##### EXTRACT PROVIDED #####
Populating/updating this map should be very quick: either we have the data already, or we cannot update it. No communication on the control port should be involved at this stage.
Then, the lifetime of each browser will also determine when the data will be cleaned.
Do we risk of accumulating too much data?
Or, can we add custom data to History only for the privileged side?
gTorCircuitPanel is not shared between windows. As a result, a web page split across two windows can be missing information if the other window hasn't picked up the circuit event. E.g. if you open a web page in a new tab and open the same page in a new window, then the new window will be missing the circuit display.
The WeakMap risks of not solving this problem, if it runs in chrome JS.
History data, on the other hand, is usually kept also when moving a browser.
I will have to investigate more.
We might be able to address this by integrating the circuit node information with the firefox request process by storing it within some relevant object, so it only sticks around for as long as it is in use. I don't know much about the firefox process, but maybe something like the page's loadInfo?
Is it living enough? Or is it deleted after the loading has ended?
A good thing about this object is that we can access it directly from the domain isolator.
We register a filter function with ProtocolProxyService.registerChannelFilter. This function takes the channel (which includes a loadInfo) and the original proxy data that we change.
Anyway, I think this (changes at the Firefox internal level) is more involved then what I'd like to do now, so I'd leave it for a second revision.
On the other hand, changing the domain isolator without changing Firefox's interface is doable also for this revision.
We don't have a clean way to determine whether the current page is establishing the initial circuit, or requesting a new circuit, or will never get a circuit (like a data: uri). We do some guess-work to get around this, but it also means we cannot implement designs like
when you request a new circuit for a website, if it is slow enough to reload then there is a period of time where the old circuit is lost, but information about the new circuit is unknown. So we have an empty circuit:
I'm a little concerned that users may be alarmed, or the empty state could flash. Could we try a more explicit working state instead?
The old code was kind of hacked on top, rather than integrated. Basically, it just harvested all the circuit data it could find, and we try and map the currently shown <xul:browser> to one of these circuits. And if none is found, the page has no circuit, but there is no information to discern whether it will have one, whether it used to have one, or whether a circuit is not applicable for the page (e.g. a "data:" URI like data:text/plain,hello).
So, right now I could only guess when we are requesting a new circuit for the currently shown page. But there could be certain conditions that break this.
#####
* STATED EXERCISE 1
Copy out the listing from the line containing "line in this photo." through the end of the listing, both ends included, with "shelf-audit log" renamed to "inventory record" and nothing else changed.
##### RECORD SET #####
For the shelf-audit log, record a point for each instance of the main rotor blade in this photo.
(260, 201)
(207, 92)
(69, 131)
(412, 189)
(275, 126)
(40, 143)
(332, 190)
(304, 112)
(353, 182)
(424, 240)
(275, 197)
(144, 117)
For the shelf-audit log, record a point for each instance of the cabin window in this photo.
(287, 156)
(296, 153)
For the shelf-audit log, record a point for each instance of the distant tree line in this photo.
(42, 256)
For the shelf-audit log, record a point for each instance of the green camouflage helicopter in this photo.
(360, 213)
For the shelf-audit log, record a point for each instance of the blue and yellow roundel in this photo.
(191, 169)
#####
* STATED EXERCISE 2
In the discussion of the circuit display, what is used to register the filter function that takes the channel?

* RIGHT ANSWER 1
For the inventory record, record a point for each instance of the distant tree line in this photo.
(42, 256)
For the inventory record, record a point for each instance of the green camouflage helicopter in this photo.
(360, 213)
For the inventory record, record a point for each instance of the blue and yellow roundel in this photo.
(191, 169)

* RIGHT ANSWER 2
ProtocolProxyService.registerChannelFilter